··· PROVIDED RECORDS
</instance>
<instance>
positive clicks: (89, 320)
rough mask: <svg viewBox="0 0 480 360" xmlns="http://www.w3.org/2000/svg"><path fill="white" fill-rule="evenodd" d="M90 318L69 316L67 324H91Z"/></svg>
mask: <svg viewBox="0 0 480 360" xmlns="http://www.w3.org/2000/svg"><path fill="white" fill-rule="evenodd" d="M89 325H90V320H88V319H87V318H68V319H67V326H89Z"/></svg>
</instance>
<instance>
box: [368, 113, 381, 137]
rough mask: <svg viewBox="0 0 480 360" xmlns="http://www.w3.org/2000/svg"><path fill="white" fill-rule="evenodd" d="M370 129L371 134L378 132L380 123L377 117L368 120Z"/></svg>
······
··· PROVIDED RECORDS
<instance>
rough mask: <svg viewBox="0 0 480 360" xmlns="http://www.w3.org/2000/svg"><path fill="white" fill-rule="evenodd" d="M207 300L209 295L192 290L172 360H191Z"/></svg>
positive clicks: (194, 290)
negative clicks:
······
··· PROVIDED RECORDS
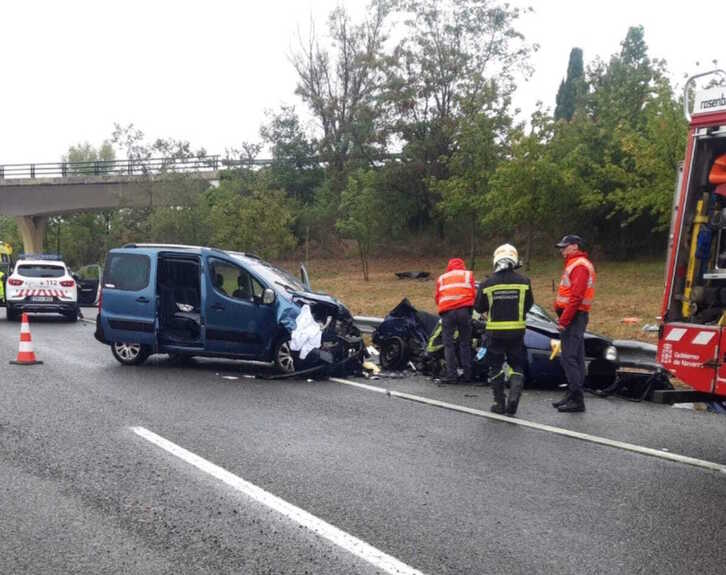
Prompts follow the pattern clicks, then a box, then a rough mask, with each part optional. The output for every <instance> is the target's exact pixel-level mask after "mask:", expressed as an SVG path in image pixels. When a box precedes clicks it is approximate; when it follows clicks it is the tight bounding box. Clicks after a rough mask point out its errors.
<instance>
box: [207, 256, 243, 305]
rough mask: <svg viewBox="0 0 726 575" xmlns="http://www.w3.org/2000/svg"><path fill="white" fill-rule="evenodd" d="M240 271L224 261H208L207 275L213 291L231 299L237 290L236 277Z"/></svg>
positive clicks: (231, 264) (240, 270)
······
## [TASK DIRECTIONS]
List each line from the rows above that contains the word "positive", treating uppercase and lowercase as different.

## [REPLY TO THE EXERCISE]
positive clicks: (89, 320)
positive clicks: (194, 290)
positive clicks: (231, 264) (240, 270)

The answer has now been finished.